WORK ORDER →
Would you repeat the data below exactly, taking out the images?

—————

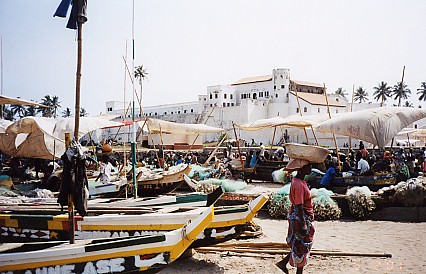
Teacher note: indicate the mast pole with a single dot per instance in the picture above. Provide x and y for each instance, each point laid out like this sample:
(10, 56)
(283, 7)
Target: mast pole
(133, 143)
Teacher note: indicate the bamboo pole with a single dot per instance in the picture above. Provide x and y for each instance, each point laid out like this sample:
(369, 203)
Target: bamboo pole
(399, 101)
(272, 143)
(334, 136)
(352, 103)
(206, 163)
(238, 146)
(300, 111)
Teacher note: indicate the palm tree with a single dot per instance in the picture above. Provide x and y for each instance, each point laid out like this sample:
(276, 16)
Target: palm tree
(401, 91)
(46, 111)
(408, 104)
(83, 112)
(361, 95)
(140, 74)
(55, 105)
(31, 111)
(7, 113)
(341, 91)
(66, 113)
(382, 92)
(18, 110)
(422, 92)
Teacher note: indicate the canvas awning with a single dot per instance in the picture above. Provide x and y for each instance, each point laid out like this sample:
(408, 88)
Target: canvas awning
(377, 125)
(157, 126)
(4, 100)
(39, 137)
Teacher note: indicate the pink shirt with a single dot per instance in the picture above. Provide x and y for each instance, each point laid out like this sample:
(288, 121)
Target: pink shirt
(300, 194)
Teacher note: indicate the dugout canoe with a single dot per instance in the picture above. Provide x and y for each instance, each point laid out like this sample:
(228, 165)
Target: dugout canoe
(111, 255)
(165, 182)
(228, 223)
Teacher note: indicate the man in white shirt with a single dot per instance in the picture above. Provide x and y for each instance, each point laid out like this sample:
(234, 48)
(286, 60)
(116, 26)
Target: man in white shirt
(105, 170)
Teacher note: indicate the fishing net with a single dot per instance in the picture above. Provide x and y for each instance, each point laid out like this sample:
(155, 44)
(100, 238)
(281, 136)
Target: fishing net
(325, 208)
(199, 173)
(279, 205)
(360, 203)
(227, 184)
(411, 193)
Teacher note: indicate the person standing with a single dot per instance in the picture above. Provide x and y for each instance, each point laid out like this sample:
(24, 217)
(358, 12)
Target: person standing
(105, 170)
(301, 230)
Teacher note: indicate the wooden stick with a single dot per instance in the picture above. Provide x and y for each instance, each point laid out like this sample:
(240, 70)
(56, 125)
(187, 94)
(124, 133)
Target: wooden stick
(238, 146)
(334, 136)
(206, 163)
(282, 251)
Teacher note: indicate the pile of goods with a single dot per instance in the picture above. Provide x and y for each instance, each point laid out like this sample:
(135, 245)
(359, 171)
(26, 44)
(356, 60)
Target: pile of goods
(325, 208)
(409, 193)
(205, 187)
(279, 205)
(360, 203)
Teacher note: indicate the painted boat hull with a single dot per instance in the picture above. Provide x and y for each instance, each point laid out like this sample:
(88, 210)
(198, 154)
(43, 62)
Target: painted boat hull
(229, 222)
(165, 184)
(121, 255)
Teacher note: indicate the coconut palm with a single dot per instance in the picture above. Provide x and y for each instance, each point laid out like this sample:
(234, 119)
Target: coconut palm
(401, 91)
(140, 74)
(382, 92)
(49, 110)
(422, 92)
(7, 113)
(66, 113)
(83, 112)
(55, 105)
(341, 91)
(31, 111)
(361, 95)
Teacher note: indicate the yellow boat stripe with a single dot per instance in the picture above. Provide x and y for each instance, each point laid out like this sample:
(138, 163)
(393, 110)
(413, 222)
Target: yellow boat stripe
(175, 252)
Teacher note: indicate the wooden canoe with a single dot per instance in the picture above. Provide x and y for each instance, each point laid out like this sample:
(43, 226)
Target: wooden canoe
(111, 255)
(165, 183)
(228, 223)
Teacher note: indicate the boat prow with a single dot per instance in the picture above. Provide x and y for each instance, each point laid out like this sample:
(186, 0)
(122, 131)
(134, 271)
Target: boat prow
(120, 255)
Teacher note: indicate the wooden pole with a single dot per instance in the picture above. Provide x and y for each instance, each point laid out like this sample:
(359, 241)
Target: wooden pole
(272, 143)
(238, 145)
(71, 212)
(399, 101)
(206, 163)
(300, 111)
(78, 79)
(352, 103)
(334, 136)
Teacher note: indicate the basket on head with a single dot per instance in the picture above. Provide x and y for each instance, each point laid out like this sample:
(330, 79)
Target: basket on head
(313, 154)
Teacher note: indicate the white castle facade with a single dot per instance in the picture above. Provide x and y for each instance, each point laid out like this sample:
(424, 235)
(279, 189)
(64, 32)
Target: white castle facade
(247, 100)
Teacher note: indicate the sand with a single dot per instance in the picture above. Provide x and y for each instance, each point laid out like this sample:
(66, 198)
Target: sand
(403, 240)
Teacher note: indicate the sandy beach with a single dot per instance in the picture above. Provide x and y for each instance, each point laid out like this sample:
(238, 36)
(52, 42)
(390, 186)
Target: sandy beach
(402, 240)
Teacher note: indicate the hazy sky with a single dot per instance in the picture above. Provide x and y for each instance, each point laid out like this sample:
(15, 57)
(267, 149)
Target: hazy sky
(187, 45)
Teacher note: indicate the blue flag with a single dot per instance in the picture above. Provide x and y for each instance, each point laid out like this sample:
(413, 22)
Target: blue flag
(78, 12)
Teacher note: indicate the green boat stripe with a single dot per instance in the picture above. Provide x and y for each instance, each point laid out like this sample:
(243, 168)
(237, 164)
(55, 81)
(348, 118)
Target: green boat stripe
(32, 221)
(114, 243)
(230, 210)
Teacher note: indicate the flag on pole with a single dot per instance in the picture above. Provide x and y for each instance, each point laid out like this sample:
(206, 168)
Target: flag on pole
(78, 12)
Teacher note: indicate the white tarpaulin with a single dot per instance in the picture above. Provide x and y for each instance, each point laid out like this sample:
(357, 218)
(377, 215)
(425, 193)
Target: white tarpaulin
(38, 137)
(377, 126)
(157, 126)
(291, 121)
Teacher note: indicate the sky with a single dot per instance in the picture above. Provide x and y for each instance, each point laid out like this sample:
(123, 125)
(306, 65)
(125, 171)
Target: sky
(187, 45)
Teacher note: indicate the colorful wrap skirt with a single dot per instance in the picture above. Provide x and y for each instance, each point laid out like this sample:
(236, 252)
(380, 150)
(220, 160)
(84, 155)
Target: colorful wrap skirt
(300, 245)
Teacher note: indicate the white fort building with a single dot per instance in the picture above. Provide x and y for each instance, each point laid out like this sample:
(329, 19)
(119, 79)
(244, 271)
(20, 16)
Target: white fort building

—————

RESPONSE →
Teacher note: indicate the mast pole with a single dot per instance in the picture above. Provide x and y for each instance, each point laid out like this sample:
(10, 56)
(283, 7)
Target: mast pole
(133, 143)
Teacher note: indicate the bamboo pole with a single dot per instance in the picture above. Provide x and y for each instance, each point laid out like this sample:
(369, 203)
Target: bamboo pole
(399, 101)
(272, 143)
(334, 136)
(352, 103)
(206, 163)
(238, 146)
(300, 111)
Teacher note: indicate the palm tree with a single dot per instance in the picture above. Provide x and y for each instance, each point laid out like this sample:
(276, 16)
Target: palm tree
(401, 91)
(46, 111)
(408, 104)
(83, 112)
(361, 95)
(140, 74)
(55, 105)
(31, 111)
(7, 113)
(341, 91)
(66, 113)
(382, 92)
(18, 110)
(422, 92)
Teacher note: indicate the canvas awning with a single dot per instance in the picture above. Provide x and y for each instance, each point laid out like this sample:
(408, 88)
Target: canvas awning
(377, 125)
(157, 126)
(4, 100)
(39, 137)
Teacher note: indicate the pink shirt with a single dot per instance in the picture above. Provide x and y for each instance, each point laid out like this sample:
(288, 121)
Target: pink shirt
(300, 194)
Teacher note: indicate the dugout canoe with a single dot per instance in the picture above. Provide x and y for each instance, each point laid out like this sample:
(228, 165)
Target: dugout canoe
(111, 255)
(165, 182)
(228, 223)
Teacher note: indicate the man in white shirt with a single dot per instance in the picture above. Provide x and y for each instance, each point laid out like this sample:
(234, 48)
(286, 60)
(116, 26)
Target: man in white shirt
(105, 170)
Teacher note: indicate the fishing net with a single dot per instance in the picture above. Provide x and y for each instance, each point laid out like this sample:
(155, 44)
(100, 238)
(281, 136)
Target: fishing net
(325, 208)
(199, 173)
(279, 205)
(360, 203)
(227, 184)
(411, 193)
Teacher note: indicate the person standing with a single dot per instance in the picture above. Provide x and y for each instance, each point laid out like this sample:
(24, 217)
(358, 12)
Target: person standing
(105, 170)
(301, 230)
Teacher note: indicate the wooden stick with a single dot per instance in the picture above. Provide x and y for each instance, each point laid out like this sample:
(240, 70)
(56, 125)
(187, 94)
(124, 133)
Target: wooden stick
(238, 146)
(334, 136)
(206, 163)
(282, 251)
Teacher note: indicate the pile of goods with a single dot per instance in the picture above. Provide x and y for each instance, each point laid out like this sample:
(135, 245)
(359, 171)
(26, 44)
(356, 60)
Target: pile of goods
(325, 208)
(409, 193)
(205, 187)
(279, 205)
(360, 203)
Teacher note: indicate the painted boat hull with a single dot per instance in the picture above. Provide x and y for each instance, each point laid out like this sample:
(88, 210)
(198, 154)
(43, 62)
Target: painted boat hull
(229, 222)
(165, 184)
(121, 255)
Teacher note: indicate the coconut palm with a single dot per instance in the picture above. Provide x and y for each instance, each point laid out like this sample:
(234, 119)
Target: coconut palm
(401, 91)
(140, 74)
(382, 92)
(49, 110)
(422, 92)
(7, 113)
(66, 113)
(83, 112)
(55, 105)
(341, 91)
(31, 111)
(361, 95)
Teacher note: indicate the yellow boat stripe with a single dot per instance in the picture above. Provide x and y for each instance, each point laid out like this sample:
(138, 163)
(393, 110)
(413, 222)
Target: yellow boat stripe
(175, 252)
Teacher note: indicate the wooden canoe with a single dot per instance in the picture above. Provide x and y for each instance, each point laid out like this sample:
(43, 226)
Target: wooden canoe
(111, 255)
(165, 183)
(228, 223)
Teacher note: indicate the boat prow with a single dot per instance in the picture above. Provide x and y for each instance, each point laid out like this sample:
(186, 0)
(122, 131)
(134, 271)
Target: boat prow
(120, 255)
Teacher note: indicate the wooden pole with a single dot per instance in the picture above. Provide x and y for each instance, each point laid out like this sample:
(359, 241)
Target: wooden pole
(272, 143)
(238, 145)
(71, 212)
(399, 101)
(206, 163)
(300, 111)
(78, 79)
(352, 103)
(334, 136)
Teacher note: indicate the basket on head with a single dot per instance in the picture above. Provide x and y for each instance, each point laid out like this sample:
(330, 79)
Target: basket on head
(313, 154)
Teacher note: indicate the white castle facade with a single dot per instance in the picture above. Provide x and y for each instance, each point laid out like this sample:
(424, 235)
(279, 189)
(64, 32)
Target: white castle facade
(247, 100)
Teacher note: indicate the sand with a single dot per instance in the picture above. Provide x and y for each instance, each point laid out like this sample:
(66, 198)
Target: sand
(403, 240)
Teacher note: indicate the sandy beach with a single dot per instance in the picture above. Provide x and y for each instance, each point laid out like this sample:
(238, 36)
(52, 42)
(390, 186)
Target: sandy beach
(402, 240)
Teacher note: indicate the hazy sky with a single dot per instance in the picture above. Provide x and y for each instance, each point laid out like this sample:
(15, 57)
(267, 149)
Target: hazy sky
(187, 45)
Teacher note: indicate the blue flag with a single dot per instance in the picture above. Provide x and y for each instance, each point laid out like this sample:
(413, 22)
Target: blue flag
(78, 12)
Teacher note: indicate the green boat stripe with a single dot per instance in the picture above. Provide x and y for each instance, each point laid out like this sample:
(243, 168)
(237, 164)
(55, 81)
(348, 118)
Target: green boat stripe
(32, 221)
(114, 243)
(230, 210)
Teacher note: indicate the flag on pole with a single dot per instance in the picture above. Provide x and y for each instance, each point laid out like this sample:
(206, 168)
Target: flag on pole
(78, 12)
Teacher note: indicate the white tarpaulin with a single dot per instance in the picture above. Provide x and y for each instance, each point laid out like this sample:
(357, 218)
(377, 215)
(425, 193)
Target: white tarpaulin
(38, 137)
(377, 126)
(157, 126)
(291, 121)
Teacher note: indicate the sky with a single dot per instance in the picture above. Provide x and y for each instance, each point laid out like this sample:
(123, 125)
(306, 65)
(125, 171)
Target: sky
(187, 45)
Teacher note: indicate the colorful wrap skirt with a single dot per instance in the picture above. Provide x and y for each instance, each point laid out like this sample:
(236, 252)
(380, 150)
(220, 160)
(84, 155)
Target: colorful wrap skirt
(300, 245)
Teacher note: indicate the white fort building with a single dot per instance in the picture above. Provide x and y for each instance, each point laid out like this sample:
(329, 19)
(119, 79)
(244, 271)
(20, 16)
Target: white fort building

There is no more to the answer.